## EXCERPT PROVIDED

Therefore, millimeter or submillimeter observations are needed to identify these objects and directly measure the long wavelength emission and estimate their FIR luminosities. The combination of SWIRE and MAMBO offers the possibility to explore the role of ULIRGs at z ∼ 2 and determine their power sources.

We have thus undertaken a systematic observing program with MAMBO at 1.2 mm to search for luminous ULIRGs among SWIRE sources. The results from the first set of observations from this program are presented here.

This work is organized as follows. Section 3 describes the selection of the best candidates from the four northern SWIRE fields. Their observations with MAMBO are presented in Section 4. The spectral energy distributions (SEDs) of all sources and photometric redshift estimates are presented in Section 5. Millimeter and 24 μm fluxes, broadband SEDs, and colors of the selected sources are compared with those of submillimeter selected galaxies in Section 6. FIR luminosities and star formation rates (SFRs) are estimated by fitting greybody models with dust temperatures typically measured in SMGs, and presented in Section 7. Since the majority of the sources are not detected with MIPS at 70 and 160 μm, we measure average values from stacked MIPS images. The stacked FIR fluxes at 70 and 160 μm, combined with the average 24 μm and 1.2 mm fluxes, are used to characterize the FIR emission of these sources, and to compare it with the FIR emission of SMGs in Section 7. Stellar masses, near-IR (NIR) luminosities and star formation timescales are discussed in Section 8. The presence of AGN activity is investigated using different tracers, MIR spectra, X-ray, and radio observations in Section 9. The possible nature of the selected sources and their relation with classical SMGs are discussed in Section 10. Finally, our results are summarized in Section 11. Most of the analysis described here is applied to the subsample of sources from the Lockman Hole field. We only report the observations and resulting data on the sub-samples from the other fields. This choice is due to the fact that the Lockman Hole sub-sample is larger and better observed than those in the other fields. The sub-samples from the other fields do not allow us to carry out an accurate statistical analysis. We adopt a flat cosmology with H₀ = 71 km s⁻¹ Mpc⁻¹, Ω_M = 0.27 and Ω_Λ = 0.73 (Spergel et al. 2003).

[A sequence of entries]
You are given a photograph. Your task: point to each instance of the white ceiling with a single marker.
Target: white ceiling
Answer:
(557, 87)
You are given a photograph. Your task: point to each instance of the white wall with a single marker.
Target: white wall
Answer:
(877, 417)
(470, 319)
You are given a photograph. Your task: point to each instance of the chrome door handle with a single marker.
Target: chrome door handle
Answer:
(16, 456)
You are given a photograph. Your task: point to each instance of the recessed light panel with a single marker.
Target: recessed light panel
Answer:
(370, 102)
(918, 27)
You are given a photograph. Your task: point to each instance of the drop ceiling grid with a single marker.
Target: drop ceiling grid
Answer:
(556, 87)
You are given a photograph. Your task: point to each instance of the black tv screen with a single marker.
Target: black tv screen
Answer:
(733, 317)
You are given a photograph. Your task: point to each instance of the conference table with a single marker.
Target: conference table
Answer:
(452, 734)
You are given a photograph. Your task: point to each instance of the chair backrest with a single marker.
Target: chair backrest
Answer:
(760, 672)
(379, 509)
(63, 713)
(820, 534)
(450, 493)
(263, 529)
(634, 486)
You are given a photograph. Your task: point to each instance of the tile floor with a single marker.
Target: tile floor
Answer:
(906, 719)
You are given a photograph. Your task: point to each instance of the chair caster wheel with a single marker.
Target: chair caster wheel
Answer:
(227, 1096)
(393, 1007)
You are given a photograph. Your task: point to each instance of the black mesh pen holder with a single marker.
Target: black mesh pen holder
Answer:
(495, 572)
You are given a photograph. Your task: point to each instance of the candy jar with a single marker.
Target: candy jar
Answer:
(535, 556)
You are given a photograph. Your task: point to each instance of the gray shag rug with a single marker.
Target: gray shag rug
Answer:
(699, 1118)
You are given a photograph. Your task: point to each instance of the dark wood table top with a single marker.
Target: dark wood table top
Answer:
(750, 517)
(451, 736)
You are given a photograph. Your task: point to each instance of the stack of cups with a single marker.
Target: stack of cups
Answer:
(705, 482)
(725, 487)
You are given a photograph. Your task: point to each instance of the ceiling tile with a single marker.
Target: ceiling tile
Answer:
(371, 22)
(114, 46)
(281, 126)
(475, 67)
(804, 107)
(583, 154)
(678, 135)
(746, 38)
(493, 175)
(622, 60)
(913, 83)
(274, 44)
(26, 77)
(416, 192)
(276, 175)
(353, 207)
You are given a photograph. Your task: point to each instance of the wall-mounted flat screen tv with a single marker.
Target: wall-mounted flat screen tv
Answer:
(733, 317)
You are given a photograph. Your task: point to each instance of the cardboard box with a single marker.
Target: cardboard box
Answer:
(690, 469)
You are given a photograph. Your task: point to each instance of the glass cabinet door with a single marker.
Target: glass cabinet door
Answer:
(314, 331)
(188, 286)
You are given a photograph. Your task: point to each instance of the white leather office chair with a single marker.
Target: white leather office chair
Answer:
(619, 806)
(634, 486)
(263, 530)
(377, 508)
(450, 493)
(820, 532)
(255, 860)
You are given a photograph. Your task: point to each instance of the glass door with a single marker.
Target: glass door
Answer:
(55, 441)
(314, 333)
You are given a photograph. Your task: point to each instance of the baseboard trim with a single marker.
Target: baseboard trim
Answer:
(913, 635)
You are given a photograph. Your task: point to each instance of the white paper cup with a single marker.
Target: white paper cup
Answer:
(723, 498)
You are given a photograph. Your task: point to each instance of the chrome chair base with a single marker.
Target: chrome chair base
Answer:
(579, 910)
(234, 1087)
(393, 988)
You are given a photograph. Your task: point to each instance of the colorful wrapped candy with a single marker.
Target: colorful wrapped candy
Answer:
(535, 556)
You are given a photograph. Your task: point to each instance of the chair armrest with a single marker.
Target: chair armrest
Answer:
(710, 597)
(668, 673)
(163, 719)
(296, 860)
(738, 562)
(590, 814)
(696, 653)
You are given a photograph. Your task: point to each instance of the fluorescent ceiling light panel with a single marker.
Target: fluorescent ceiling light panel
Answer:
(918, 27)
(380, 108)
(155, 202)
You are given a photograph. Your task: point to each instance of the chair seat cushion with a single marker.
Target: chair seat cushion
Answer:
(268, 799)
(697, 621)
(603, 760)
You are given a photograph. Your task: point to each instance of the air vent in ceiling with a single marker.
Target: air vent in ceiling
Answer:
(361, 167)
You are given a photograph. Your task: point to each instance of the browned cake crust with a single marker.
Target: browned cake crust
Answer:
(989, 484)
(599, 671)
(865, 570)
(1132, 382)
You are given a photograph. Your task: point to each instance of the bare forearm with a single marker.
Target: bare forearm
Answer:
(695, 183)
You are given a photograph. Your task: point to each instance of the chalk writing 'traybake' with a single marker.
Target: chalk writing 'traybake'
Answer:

## PROBLEMS
- A) Decide whether each statement agrees with the MAMBO excerpt. Answer yes or no, and quote the deciding words. (i) The observing program searches for ULIRGs with MAMBO at 1.2 mm. (ii) Most of the analysis is applied to the subsample from the Lockman Hole field. (iii) Most of the sources are detected with MIPS at 70 and 160 μm.
- B) List every tracer that the MAMBO excerpt names for investigating AGN activity.
- C) Answer each question from the MAMBO excerpt.
(i) Which section describes the selection of the best candidates?
(ii) What value of H₀ does the cosmology adopt?
(iii) What two reasons are given for choosing the Lockman Hole sub-sample?
The entries are not needed for the work on the MAMBO excerpt.

## SOLUTIONS TO THE TASKS
- A)
(i) Yes: "a systematic observing program with MAMBO at 1.2 mm to search for luminous ULIRGs among SWIRE sources"
(ii) Yes: "Most of the analysis described here is applied to the subsample of sources from the Lockman Hole field"
(iii) No: "the majority of the sources are not detected with MIPS at 70 and 160 μm"

- B) MIR spectra, X-ray observations, radio observations

- C)
(i) Section 3
(ii) 71 km s⁻¹ Mpc⁻¹
(iii) It is larger and better observed than the sub-samples in the other fields.